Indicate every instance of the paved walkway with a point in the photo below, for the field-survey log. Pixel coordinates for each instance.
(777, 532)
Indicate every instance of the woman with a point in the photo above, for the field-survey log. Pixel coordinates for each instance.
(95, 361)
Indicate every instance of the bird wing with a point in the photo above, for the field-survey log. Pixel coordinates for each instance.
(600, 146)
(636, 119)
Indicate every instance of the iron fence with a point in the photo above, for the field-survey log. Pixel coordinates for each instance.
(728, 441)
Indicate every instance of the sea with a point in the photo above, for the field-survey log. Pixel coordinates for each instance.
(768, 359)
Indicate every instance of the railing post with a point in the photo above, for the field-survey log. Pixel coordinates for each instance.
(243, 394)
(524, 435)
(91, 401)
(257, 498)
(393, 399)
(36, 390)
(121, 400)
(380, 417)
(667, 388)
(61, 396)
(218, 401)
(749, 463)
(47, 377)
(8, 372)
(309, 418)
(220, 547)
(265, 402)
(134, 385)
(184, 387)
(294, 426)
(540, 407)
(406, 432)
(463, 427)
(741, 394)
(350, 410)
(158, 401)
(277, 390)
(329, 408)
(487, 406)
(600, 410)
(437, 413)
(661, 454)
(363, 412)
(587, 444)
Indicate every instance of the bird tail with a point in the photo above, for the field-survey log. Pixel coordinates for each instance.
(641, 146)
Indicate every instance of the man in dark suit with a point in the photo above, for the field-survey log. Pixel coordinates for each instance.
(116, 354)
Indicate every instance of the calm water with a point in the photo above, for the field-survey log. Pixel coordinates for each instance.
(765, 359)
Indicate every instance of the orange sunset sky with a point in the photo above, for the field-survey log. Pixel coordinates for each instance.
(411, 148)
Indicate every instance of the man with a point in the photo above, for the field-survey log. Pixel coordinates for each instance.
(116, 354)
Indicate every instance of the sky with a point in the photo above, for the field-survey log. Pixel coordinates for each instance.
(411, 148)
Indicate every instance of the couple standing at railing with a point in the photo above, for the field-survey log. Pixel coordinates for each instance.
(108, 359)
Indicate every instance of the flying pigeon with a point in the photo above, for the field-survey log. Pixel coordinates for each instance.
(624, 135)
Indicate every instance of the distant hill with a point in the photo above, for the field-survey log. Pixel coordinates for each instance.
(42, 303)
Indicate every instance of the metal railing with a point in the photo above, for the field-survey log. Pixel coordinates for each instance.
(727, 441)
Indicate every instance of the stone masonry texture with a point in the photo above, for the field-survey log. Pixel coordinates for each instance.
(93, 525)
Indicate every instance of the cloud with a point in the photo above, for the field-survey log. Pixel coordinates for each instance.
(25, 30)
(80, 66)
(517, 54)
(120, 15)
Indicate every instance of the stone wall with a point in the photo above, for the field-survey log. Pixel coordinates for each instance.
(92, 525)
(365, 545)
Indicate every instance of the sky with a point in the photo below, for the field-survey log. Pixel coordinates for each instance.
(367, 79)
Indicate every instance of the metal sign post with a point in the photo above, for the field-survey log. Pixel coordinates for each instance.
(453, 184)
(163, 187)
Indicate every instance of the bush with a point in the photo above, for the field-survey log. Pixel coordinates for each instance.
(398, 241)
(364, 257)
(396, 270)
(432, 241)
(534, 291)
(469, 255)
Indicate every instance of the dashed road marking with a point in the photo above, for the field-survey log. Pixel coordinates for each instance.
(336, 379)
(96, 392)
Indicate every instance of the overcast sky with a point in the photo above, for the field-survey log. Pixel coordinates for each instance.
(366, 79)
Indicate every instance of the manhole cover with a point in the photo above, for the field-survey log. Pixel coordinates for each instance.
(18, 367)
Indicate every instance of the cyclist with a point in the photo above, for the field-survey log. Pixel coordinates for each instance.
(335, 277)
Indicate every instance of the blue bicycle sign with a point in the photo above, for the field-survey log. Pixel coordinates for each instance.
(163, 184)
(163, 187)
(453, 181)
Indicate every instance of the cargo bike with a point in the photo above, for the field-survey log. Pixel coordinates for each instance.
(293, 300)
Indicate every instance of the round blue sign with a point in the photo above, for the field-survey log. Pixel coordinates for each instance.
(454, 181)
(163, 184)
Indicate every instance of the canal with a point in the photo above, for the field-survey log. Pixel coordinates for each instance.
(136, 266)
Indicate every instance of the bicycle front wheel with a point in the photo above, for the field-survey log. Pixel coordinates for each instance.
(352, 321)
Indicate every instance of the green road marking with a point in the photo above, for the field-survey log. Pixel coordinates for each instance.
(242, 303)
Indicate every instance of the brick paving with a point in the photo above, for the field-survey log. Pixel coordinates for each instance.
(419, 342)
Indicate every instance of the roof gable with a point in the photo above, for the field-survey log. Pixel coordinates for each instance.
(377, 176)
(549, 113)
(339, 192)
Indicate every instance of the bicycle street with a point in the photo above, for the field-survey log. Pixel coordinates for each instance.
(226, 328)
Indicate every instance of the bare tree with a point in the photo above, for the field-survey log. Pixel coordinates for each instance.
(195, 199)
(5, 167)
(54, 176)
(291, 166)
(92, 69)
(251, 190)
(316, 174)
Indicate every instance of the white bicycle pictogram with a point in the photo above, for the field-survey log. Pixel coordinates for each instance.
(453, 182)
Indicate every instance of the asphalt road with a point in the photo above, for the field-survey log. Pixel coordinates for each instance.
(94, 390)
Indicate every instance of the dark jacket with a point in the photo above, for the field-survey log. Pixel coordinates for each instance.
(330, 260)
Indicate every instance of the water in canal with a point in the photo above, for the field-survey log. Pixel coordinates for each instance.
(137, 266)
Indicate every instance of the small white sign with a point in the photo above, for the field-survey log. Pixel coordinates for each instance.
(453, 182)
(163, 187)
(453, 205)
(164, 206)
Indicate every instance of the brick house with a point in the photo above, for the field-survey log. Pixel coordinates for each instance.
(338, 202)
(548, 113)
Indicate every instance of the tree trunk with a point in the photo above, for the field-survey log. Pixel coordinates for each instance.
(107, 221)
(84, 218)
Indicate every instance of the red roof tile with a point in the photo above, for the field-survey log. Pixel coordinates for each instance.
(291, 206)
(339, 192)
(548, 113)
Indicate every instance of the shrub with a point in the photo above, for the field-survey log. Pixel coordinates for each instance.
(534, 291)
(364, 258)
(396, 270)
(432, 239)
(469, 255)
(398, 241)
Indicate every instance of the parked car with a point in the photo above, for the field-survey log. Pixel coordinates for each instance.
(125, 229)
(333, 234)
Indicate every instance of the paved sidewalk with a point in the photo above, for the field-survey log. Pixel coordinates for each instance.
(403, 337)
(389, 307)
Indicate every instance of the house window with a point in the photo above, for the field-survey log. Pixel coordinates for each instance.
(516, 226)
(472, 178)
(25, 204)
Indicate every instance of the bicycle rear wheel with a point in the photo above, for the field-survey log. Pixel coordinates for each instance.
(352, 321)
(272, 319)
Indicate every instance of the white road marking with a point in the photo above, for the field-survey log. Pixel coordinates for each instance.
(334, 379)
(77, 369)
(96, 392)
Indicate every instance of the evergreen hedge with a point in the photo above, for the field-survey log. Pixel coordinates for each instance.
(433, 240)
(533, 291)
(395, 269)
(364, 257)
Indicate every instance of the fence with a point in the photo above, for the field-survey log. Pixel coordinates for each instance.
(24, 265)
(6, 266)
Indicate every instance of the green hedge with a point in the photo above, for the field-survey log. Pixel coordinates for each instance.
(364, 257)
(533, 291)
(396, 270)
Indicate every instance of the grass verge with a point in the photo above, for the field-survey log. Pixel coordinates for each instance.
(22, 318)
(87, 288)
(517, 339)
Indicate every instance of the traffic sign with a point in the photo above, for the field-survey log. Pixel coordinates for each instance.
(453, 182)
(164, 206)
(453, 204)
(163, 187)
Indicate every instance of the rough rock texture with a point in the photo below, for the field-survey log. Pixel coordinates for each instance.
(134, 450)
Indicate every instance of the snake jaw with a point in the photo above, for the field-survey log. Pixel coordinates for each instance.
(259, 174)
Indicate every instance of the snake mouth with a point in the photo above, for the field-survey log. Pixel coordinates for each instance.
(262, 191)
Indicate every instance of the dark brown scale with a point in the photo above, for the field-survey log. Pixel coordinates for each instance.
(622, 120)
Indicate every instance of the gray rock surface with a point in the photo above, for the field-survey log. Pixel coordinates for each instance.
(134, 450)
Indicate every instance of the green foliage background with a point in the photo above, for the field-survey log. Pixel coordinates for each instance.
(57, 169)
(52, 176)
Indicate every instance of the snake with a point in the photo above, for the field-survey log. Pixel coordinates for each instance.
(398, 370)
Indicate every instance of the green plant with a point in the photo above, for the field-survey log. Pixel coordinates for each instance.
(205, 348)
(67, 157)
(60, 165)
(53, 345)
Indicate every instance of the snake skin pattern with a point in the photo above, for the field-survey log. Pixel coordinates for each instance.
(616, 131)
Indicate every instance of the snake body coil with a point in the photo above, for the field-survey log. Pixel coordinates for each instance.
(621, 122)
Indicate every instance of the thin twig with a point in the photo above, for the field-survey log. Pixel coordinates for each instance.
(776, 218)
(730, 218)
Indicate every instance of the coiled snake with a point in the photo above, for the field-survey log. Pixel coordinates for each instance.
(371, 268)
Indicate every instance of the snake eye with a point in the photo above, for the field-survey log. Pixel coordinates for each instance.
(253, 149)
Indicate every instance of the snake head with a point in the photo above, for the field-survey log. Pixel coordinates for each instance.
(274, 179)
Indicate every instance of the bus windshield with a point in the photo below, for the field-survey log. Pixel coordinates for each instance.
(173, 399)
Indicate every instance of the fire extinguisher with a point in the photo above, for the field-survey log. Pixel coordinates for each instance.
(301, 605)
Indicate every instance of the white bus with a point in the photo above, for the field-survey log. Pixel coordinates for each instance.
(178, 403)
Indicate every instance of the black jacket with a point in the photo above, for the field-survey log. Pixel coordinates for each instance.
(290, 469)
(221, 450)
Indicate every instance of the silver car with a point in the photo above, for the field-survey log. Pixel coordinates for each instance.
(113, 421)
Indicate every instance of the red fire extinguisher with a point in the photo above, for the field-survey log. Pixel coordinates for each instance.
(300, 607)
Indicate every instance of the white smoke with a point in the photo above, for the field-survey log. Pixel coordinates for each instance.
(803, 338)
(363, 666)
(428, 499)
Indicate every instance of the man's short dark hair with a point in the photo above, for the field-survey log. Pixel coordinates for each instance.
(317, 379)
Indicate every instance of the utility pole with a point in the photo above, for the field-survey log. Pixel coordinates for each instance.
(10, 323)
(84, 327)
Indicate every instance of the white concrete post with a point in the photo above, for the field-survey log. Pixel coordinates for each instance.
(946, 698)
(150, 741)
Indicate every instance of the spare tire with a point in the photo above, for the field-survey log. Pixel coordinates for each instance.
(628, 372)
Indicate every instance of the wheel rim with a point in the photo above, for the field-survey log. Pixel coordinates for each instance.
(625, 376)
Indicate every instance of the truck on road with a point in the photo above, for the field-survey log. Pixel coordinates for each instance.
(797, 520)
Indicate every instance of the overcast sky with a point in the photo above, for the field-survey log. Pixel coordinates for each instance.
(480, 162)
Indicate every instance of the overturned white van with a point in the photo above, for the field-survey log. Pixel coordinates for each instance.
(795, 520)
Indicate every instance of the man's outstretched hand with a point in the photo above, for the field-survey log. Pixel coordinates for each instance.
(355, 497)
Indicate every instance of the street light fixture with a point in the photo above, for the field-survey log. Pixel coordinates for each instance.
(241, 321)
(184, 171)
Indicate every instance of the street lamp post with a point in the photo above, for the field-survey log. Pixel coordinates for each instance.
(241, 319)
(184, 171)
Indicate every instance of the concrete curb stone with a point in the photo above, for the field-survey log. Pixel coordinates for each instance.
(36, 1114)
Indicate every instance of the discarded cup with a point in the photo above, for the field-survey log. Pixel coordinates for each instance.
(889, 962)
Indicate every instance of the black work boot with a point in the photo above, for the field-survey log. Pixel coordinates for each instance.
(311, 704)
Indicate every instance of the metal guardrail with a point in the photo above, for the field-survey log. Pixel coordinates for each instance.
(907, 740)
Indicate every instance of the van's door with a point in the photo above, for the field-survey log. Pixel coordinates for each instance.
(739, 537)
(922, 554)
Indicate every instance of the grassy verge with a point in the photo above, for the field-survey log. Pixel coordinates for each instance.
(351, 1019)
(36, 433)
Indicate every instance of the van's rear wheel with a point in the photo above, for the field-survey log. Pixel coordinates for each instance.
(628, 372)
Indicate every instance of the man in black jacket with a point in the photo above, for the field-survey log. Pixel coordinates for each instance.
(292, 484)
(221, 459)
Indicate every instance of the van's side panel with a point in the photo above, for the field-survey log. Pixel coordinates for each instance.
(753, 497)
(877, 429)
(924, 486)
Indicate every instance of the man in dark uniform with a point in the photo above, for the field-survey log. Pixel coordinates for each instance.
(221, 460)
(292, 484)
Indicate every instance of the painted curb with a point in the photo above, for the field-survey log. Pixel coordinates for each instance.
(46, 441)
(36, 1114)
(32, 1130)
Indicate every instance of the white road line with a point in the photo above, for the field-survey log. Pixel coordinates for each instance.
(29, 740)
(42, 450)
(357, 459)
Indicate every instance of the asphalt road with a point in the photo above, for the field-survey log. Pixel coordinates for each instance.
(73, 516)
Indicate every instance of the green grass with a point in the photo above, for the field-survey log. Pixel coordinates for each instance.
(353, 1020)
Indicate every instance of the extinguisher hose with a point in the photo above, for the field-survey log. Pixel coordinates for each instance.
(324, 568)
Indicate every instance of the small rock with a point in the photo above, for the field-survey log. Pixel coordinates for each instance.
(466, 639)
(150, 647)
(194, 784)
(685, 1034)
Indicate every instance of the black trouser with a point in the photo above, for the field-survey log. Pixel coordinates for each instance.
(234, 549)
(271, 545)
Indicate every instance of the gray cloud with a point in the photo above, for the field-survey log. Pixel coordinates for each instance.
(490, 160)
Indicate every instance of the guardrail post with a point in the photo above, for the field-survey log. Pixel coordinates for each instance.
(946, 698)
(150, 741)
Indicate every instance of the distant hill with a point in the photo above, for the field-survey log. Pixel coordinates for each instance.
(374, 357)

□ □ □

◆ **Work required**:
The line containing "Indicate every instance of the gray cloud" marks the start. Repeat it and every line after it to the end of the listing above, exactly.

◆ **Solution to this task**:
Indicate every instance of the gray cloud with a point in the photo above, for the field-survey log. Pixel coordinates for each instance.
(490, 160)
Indicate every instance of the guardrail post with a point in the photo above, for the field-survey log. Pixel coordinates for each instance.
(946, 698)
(150, 741)
Indicate every instance of the distant hill with a point in the photo above, for the field-survey log. Pixel coordinates for each instance.
(374, 357)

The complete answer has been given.